TEXT SECTION:
====
Posted on March 05, 2016 by Matt Pressman
A few weeks ago, leading management consulting firm McKinsey & Company* published a fascinating report: Automotive revolution—perspective towards 2030: How the convergence of disruptive technology-driven trends could transform the auto industry. In its comprehensive analysis, McKinsey pointed to Tesla Motors as a "case study" for disruptive strategy critical to the transformation that lay ahead in the auto industry. And at the outset, McKinsey addresses the marketplace in general and warns: "there are many tough, fundamental, or even existential questions that are looming for automakers and suppliers."
That said, we wanted to extract McKinsey's key findings that pertain to Tesla Motors. Although the wide-ranging report discussed many issues, it placed an emphasis on software, self-driving features, and electric vehicles as keys that allow Tesla to have an enviable position in light of the industry changes fast-approaching. First, the report explains: "software competence is increasingly becoming one of the most important differentiating factors for the industry. The program code for the modern car has approximately as many object instructions as an aerospace flight control system." Certainly Tesla CEO Elon Musk's experience as CEO of aerospace giant SpaceX can't hurt here.
McKinsey further emphasizes the critical role of in-house software expertise in its report: "OEMs need to build up skills for software development to match their new competitors’ capabilities and fulfill new requirements (e.g., cyber security, faster innovation cycles). This involves moving to a software development model based on top, in-house talent in an agile and fast-paced development structure, complemented by the capabilities of partners in a common ecosystem. This structure allows for tighter end-to-end control over user experience. Companies like Tesla, Google, and Apple develop most of their core software themselves, but generally, OEMs have outsourced large parts of their software development."
This dovetails into something similar that Morgan Stanley referenced in a controversial (and important) video it published on Tesla Motors. In the video, Morgan Stanley explains that, "Around 60% of Tesla employees are involved in software engineering versus a normal auto company at around 2%. This is important because the value add of software in a car rises from 5% today to over 60% in the next decade."
====
SUPPLIED MATERIAL:
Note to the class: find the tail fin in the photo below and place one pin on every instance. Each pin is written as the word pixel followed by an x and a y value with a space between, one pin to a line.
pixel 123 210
====
TASKS FOR THIS EXERCISE:
a. Answer these questions from the Tesla article:
(i) Which firm published the report titled "Automotive revolution—perspective towards 2030"?
(ii) The report compares the program code for the modern car to what kind of system?
(iii) According to Morgan Stanley, about what share of Tesla employees work in software engineering?
b. Transcribe the stretch of the Tesla article from "That said, we" through "can't hurt here.", keeping every word and punctuation mark unchanged.
The material has no connection to the Tesla article.

ANSWERS TO THE TASKS:
a.
(i) McKinsey & Company
(ii) An aerospace flight control system
(iii) Around 60%

b.
That said, we wanted to extract McKinsey's key findings that pertain to Tesla Motors. Although the wide-ranging report discussed many issues, it placed an emphasis on software, self-driving features, and electric vehicles as keys that allow Tesla to have an enviable position in light of the industry changes fast-approaching. First, the report explains: "software competence is increasingly becoming one of the most important differentiating factors for the industry. The program code for the modern car has approximately as many object instructions as an aerospace flight control system." Certainly Tesla CEO Elon Musk's experience as CEO of aerospace giant SpaceX can't hurt here.